:: Document segment ::
= Beginning of Section =

The preacher asked the question which I’ve always asked myself – why was Jesus crying when he knew things were going to be OK and that Lazarus would shortly be raised? The answer he suggested was that Jesus was demonstrating something very human and something very loving – he was empathising and entering into the human experience of pain and loss. He was standing with people and allowing himself to feel the misery and pain they were experiencing. I’m guessing he cried a lot of hot tears.

So the question I’m wondering is…how would I have responded to that situation and  to Jesus’ hot tears? Would I have been irritated and thought to myself “for goodness sake man hold it together – stop over reacting everything will be alright – you of all people should know that!” Or would I have entered in myself – would I have stood in his shoes, in Mary and Martha’s shoes and willingly shared their pain?

I try to hold back the hot tears around my Gran as I know it doesn’t help her and we need to be strong for her – but at times I have to confess they’re not far off. But I have been challenged – am I willing to “enter in” as Jesus enters in to the pain in other people’s lives and to respond with action to their pain?

When people are going through suffering, loss or ill health we often don’t know what to do. We feel awkward, we’re scared of saying the wrong thing, we don’t know what we can say that will make things better, we quite frankly don’t know where to put ourselves. We take a step back and reassure ourselves that its better that way as they’ll want to be left alone and there’s nothing we can say or do that can change their circumstances so what’s the point. But really this step back is  for ourselves – not for the person – we’re relieving the discomfort we are feeling when what we need to do is follow Jesus and enter in.

= End of Section =

:: Source information ::
= Beginning of Section =

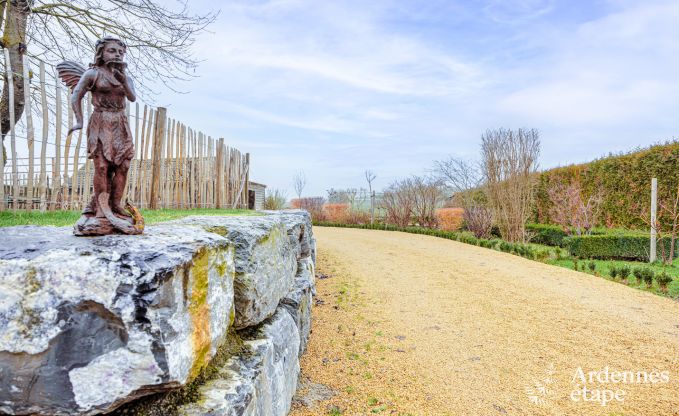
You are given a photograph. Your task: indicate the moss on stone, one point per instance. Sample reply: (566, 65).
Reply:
(219, 230)
(169, 403)
(200, 312)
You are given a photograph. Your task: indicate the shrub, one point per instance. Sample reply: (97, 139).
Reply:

= End of Section =

:: Tasks to complete ::
- A) From the reflection on Jesus' tears above the lines, reproduce the stretch from "So the question" through "to their pain?" word for word.
- B) In the reflection on Jesus' tears, what did the preacher suggest Jesus was demonstrating when he cried?

:: Per-task answers ::
- A)
So the question I’m wondering is…how would I have responded to that situation and  to Jesus’ hot tears? Would I have been irritated and thought to myself “for goodness sake man hold it together – stop over reacting everything will be alright – you of all people should know that!” Or would I have entered in myself – would I have stood in his shoes, in Mary and Martha’s shoes and willingly shared their pain?

I try to hold back the hot tears around my Gran as I know it doesn’t help her and we need to be strong for her – but at times I have to confess they’re not far off. But I have been challenged – am I willing to “enter in” as Jesus enters in to the pain in other people’s lives and to respond with action to their pain?

- B) Something very human and very loving: he was empathizing and entering into the human experience of pain and loss.